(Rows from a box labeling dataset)
****************

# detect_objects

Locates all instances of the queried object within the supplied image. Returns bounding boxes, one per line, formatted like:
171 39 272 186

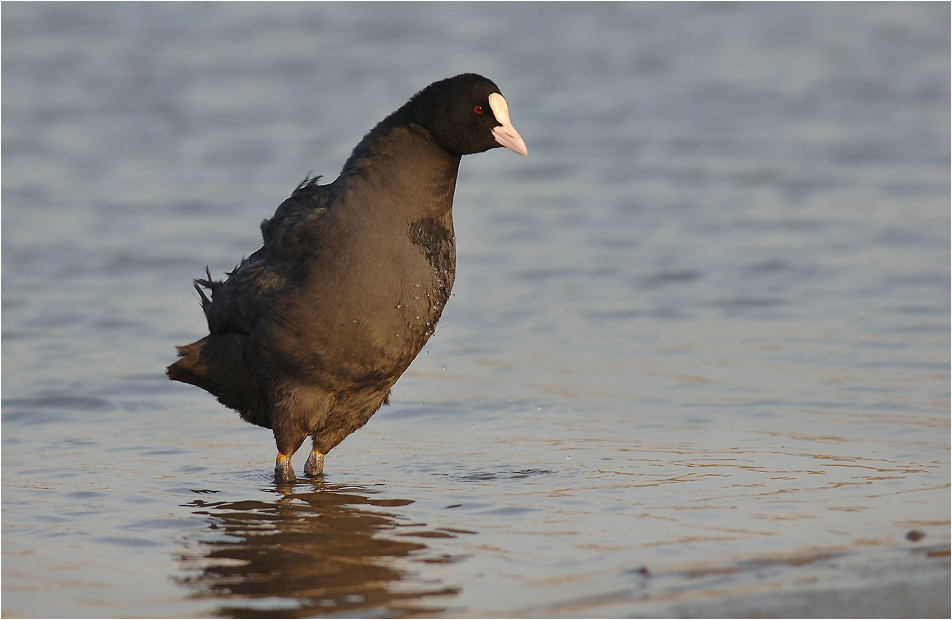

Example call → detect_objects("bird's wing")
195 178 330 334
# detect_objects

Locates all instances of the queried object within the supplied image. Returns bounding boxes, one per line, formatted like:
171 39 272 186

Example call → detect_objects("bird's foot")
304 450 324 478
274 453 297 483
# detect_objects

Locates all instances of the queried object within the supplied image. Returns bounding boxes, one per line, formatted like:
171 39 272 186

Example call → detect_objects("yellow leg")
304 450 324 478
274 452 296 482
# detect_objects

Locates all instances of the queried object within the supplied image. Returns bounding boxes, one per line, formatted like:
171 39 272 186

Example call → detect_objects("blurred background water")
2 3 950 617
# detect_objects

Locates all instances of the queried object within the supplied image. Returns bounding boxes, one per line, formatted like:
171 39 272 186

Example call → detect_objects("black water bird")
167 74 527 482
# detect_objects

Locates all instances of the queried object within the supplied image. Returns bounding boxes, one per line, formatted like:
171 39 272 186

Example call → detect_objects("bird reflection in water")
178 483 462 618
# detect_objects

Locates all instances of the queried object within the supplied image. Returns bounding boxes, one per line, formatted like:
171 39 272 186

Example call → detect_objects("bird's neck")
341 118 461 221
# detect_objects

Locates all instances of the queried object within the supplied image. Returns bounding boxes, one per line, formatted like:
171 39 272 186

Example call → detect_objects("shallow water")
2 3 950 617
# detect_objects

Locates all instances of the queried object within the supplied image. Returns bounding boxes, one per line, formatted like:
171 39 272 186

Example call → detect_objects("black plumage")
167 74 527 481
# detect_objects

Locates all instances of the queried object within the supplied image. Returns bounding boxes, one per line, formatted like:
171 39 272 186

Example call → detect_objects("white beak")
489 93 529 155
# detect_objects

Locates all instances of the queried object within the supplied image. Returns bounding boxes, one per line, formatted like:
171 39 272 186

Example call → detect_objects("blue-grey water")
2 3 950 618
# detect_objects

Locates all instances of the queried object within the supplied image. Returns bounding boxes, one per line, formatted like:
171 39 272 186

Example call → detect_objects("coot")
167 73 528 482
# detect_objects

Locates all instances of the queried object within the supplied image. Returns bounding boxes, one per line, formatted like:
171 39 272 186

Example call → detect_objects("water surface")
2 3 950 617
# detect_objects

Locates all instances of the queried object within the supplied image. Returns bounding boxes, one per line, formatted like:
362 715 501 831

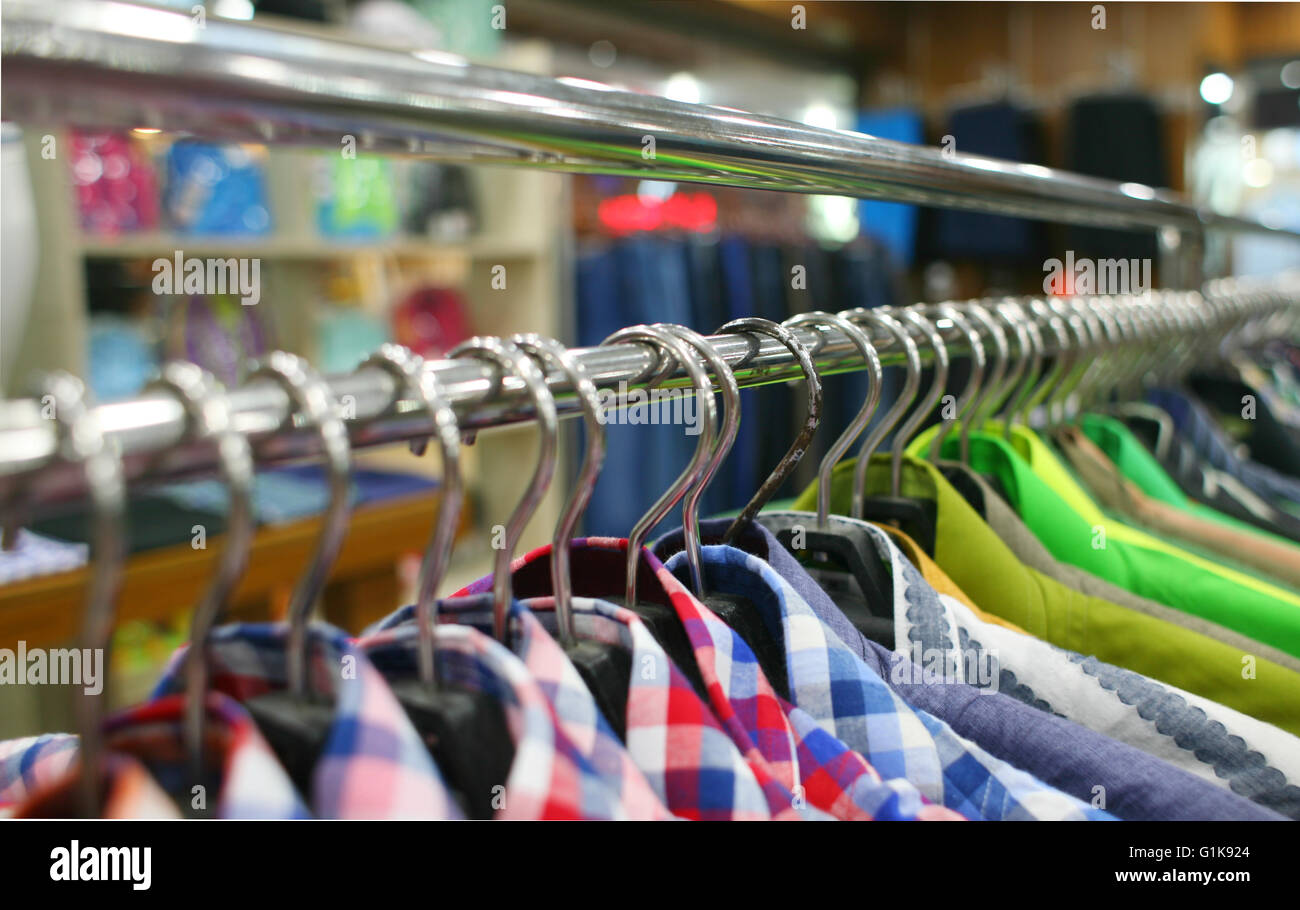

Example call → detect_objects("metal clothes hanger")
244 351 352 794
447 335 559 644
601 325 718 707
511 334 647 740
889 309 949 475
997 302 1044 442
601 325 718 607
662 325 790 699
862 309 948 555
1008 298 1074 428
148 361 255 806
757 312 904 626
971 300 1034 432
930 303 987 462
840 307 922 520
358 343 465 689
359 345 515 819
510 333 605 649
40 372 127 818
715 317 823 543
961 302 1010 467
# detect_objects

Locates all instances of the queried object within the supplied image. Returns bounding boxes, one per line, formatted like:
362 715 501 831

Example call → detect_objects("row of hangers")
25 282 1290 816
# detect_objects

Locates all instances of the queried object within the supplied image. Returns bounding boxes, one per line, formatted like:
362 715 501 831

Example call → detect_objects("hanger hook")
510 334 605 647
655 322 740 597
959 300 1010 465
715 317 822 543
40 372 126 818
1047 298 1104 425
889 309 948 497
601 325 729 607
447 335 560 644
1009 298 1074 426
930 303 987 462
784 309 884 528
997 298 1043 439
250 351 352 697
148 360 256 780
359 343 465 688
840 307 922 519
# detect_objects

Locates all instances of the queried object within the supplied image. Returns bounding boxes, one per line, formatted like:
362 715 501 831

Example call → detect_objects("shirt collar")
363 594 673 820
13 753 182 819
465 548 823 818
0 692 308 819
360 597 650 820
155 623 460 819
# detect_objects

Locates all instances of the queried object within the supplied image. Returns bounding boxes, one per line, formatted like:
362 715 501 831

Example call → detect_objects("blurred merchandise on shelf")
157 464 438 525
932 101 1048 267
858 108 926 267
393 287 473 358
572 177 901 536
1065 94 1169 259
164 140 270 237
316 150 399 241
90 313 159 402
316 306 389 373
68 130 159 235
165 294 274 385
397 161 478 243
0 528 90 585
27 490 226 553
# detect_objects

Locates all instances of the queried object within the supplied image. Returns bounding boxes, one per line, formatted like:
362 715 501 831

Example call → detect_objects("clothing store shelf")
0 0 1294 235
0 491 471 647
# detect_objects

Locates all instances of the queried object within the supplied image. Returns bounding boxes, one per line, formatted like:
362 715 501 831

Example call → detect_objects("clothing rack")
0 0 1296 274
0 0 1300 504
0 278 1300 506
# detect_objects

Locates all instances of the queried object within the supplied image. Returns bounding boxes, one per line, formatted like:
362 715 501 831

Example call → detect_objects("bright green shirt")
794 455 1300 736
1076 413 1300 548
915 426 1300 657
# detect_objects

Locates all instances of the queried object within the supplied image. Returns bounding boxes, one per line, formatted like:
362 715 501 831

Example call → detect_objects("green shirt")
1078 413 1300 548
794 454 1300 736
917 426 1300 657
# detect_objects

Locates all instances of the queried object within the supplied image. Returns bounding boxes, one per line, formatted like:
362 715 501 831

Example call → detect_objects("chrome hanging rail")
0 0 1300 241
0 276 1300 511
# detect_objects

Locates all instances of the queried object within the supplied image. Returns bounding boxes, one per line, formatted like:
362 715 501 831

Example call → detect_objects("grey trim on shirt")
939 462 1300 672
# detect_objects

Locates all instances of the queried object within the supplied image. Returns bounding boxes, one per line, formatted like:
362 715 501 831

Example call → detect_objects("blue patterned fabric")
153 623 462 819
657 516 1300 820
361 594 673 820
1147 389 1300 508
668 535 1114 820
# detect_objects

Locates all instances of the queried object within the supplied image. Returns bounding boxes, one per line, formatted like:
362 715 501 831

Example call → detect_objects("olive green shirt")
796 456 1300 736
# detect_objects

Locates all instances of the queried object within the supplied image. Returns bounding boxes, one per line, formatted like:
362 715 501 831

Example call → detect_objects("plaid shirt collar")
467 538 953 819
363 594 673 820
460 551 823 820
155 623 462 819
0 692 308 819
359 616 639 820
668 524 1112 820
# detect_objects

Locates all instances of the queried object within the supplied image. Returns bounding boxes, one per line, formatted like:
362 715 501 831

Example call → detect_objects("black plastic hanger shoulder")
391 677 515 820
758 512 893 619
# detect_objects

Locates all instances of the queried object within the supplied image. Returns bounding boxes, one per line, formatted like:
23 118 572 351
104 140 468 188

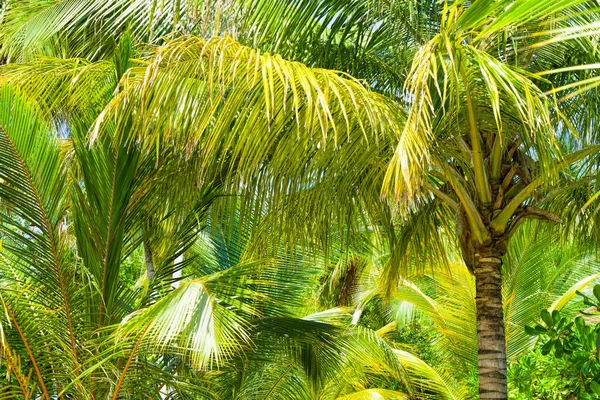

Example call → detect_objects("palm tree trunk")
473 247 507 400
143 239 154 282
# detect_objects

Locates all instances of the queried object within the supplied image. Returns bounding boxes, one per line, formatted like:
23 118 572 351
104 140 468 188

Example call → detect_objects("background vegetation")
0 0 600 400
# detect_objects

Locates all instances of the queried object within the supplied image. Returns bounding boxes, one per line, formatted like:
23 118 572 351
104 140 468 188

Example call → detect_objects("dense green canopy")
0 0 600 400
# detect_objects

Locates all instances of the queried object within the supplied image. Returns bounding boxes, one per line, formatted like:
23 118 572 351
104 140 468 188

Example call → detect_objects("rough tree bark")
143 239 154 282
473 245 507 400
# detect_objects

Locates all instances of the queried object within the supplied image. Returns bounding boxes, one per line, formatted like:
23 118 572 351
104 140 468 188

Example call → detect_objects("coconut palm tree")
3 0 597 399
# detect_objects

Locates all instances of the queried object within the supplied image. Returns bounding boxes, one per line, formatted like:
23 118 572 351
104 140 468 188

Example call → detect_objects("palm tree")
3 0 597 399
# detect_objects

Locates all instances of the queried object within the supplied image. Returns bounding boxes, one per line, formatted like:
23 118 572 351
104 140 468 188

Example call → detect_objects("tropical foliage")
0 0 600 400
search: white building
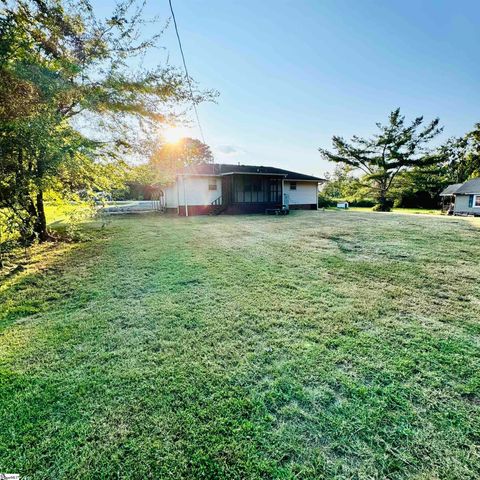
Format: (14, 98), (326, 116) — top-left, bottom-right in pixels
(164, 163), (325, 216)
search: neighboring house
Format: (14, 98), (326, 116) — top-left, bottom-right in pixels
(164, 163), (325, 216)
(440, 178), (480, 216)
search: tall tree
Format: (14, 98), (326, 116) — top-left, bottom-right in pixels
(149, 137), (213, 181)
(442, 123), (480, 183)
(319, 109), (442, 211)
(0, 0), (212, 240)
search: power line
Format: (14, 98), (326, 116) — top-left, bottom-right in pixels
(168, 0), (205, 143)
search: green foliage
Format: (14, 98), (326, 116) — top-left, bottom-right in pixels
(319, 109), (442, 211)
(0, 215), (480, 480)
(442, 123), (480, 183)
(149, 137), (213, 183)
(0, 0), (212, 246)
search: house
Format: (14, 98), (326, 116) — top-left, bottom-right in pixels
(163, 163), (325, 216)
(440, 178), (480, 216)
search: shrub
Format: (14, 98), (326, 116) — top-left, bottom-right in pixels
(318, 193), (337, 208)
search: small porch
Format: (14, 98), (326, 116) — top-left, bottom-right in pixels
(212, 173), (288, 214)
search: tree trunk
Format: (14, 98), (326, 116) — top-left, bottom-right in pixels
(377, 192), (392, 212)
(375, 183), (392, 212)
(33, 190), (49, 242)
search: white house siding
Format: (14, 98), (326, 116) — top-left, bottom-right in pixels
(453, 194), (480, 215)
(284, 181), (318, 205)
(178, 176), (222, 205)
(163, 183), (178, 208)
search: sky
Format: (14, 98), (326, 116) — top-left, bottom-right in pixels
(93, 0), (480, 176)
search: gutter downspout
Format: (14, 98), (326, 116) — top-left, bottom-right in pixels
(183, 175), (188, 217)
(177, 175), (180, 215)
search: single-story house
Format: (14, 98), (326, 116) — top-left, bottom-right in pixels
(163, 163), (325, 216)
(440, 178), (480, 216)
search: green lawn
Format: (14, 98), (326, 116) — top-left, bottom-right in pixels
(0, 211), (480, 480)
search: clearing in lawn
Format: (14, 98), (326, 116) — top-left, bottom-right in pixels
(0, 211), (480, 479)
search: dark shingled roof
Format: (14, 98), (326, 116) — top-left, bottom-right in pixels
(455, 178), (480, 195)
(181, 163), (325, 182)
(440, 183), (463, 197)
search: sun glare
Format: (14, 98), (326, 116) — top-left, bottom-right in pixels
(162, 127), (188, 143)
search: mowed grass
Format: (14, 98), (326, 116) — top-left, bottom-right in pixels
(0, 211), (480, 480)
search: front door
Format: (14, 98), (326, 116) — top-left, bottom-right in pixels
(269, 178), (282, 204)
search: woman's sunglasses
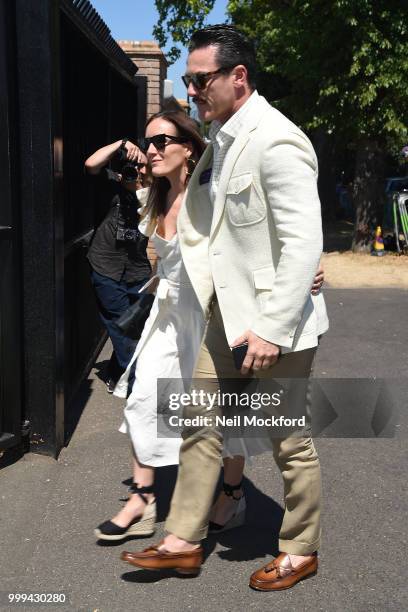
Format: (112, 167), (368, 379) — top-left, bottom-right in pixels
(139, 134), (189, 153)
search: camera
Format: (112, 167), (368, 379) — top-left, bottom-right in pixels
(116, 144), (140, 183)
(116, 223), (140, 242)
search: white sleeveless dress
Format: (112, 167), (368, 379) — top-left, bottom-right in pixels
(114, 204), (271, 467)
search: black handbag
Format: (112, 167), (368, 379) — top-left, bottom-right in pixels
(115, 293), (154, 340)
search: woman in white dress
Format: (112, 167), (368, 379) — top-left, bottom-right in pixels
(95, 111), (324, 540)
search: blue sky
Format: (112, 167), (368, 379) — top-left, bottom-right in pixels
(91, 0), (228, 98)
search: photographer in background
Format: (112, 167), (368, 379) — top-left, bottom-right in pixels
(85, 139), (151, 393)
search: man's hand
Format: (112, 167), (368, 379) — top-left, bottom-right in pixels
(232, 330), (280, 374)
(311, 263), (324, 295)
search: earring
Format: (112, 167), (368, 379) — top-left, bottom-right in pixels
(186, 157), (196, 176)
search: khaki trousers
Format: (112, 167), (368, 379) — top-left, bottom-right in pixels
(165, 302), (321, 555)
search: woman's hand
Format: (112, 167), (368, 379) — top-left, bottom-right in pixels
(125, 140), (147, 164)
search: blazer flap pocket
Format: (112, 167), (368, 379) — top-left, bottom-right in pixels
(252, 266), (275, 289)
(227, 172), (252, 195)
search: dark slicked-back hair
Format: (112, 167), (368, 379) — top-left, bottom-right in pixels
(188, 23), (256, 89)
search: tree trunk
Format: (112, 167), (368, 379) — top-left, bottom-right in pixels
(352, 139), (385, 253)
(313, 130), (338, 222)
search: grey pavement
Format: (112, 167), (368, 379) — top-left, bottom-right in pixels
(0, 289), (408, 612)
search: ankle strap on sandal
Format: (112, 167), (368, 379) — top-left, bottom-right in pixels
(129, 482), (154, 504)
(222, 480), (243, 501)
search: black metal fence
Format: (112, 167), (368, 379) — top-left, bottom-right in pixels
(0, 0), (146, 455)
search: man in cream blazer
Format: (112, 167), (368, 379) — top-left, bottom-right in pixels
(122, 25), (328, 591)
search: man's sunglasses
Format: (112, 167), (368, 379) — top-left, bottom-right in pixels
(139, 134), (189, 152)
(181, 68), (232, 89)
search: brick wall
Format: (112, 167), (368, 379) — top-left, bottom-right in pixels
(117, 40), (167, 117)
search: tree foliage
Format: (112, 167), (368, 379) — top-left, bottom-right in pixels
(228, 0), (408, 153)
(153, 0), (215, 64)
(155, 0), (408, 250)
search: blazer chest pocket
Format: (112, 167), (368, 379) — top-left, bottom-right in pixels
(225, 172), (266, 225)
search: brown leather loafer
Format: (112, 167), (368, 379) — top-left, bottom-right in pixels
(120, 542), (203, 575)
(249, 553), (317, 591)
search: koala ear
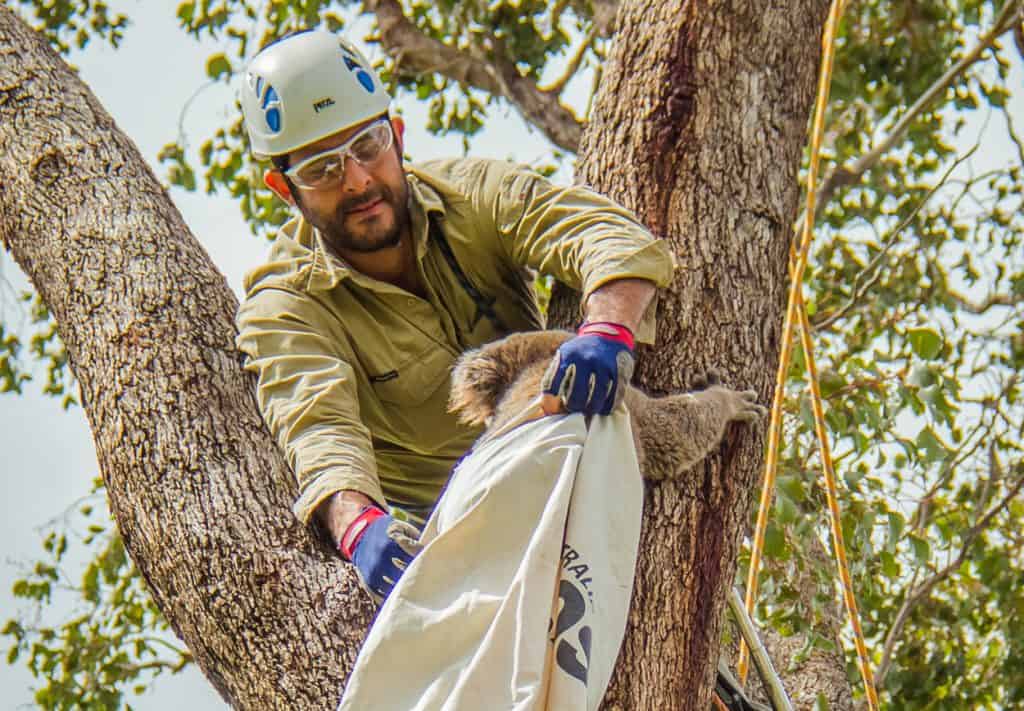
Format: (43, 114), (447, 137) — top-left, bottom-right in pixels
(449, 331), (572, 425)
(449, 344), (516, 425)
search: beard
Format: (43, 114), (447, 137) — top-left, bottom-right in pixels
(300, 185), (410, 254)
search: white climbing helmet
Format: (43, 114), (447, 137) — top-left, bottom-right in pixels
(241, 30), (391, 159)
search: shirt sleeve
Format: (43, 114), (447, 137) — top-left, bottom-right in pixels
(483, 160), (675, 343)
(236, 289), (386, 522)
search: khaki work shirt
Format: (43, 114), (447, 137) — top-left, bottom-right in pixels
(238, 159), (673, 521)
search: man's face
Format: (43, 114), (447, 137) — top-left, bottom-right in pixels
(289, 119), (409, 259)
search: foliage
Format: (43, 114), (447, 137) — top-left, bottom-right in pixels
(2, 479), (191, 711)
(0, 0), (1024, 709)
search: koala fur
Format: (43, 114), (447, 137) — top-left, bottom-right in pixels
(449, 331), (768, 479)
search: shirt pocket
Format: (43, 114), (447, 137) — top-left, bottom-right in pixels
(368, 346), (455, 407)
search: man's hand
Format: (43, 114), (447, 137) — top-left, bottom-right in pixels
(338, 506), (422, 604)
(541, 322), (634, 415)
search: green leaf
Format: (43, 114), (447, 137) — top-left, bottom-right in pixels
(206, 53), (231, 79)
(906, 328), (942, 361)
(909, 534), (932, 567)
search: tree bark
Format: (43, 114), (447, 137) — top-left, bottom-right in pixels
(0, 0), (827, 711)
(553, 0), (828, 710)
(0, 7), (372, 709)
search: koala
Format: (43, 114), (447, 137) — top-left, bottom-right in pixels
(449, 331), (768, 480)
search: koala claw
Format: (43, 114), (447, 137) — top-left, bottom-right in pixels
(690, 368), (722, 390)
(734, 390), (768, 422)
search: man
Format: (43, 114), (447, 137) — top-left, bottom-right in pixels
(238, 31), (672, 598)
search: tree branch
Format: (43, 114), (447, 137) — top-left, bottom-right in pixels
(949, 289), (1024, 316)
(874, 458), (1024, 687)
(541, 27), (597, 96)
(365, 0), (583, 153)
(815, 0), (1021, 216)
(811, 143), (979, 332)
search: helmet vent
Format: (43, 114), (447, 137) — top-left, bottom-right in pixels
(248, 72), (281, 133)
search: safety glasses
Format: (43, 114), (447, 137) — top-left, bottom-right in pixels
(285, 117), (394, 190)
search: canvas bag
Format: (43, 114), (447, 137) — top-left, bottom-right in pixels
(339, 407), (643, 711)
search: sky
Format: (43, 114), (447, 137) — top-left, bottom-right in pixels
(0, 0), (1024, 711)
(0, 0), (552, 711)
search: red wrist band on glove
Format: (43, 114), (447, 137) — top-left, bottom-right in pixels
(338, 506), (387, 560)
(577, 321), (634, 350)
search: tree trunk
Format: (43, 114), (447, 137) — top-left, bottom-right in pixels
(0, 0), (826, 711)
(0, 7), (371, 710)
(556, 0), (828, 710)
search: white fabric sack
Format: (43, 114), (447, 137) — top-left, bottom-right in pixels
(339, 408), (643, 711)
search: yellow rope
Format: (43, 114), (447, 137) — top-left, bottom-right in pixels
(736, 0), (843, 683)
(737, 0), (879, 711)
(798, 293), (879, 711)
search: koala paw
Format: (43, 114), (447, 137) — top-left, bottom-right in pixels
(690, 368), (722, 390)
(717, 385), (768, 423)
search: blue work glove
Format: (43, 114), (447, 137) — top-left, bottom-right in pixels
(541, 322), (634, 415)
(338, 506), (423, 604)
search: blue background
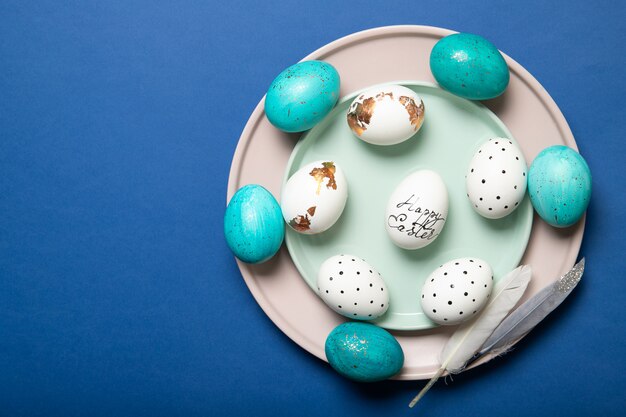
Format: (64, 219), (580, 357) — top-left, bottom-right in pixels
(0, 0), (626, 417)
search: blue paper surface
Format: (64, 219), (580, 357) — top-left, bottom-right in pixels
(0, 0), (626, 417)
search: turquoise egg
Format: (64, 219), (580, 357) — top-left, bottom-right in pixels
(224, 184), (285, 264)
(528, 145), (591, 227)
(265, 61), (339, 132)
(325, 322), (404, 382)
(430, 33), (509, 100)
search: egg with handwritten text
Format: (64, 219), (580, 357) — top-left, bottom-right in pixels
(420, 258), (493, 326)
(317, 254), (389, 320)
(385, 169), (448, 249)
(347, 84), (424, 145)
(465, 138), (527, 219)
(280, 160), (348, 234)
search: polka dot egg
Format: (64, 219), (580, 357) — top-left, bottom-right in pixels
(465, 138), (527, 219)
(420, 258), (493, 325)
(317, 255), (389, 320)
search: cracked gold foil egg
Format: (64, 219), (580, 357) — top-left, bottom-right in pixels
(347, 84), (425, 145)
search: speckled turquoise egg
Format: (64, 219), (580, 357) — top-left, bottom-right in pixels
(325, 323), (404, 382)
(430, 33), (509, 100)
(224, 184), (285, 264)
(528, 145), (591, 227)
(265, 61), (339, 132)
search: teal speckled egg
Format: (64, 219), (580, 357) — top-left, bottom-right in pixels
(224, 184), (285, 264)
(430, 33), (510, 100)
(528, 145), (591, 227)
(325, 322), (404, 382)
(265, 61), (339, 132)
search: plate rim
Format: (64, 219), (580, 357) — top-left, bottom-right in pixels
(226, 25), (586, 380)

****************

EXERCISE DESCRIPTION ▸ Rewrite the rows from the line containing "search: white fabric sack" through the line containing "(798, 293), (879, 711)", both included, and change "rope" to "cord" without touching anything else. Give back only those lines.

CORRECT OUTPUT ▸
search: white fabric sack
Format: (43, 114), (447, 137) — top-left, bottom-right in pixels
(339, 408), (643, 711)
search: yellow cord
Format: (43, 114), (447, 137) — top-left, bottom-right in pixels
(736, 0), (843, 683)
(737, 0), (879, 711)
(798, 293), (879, 711)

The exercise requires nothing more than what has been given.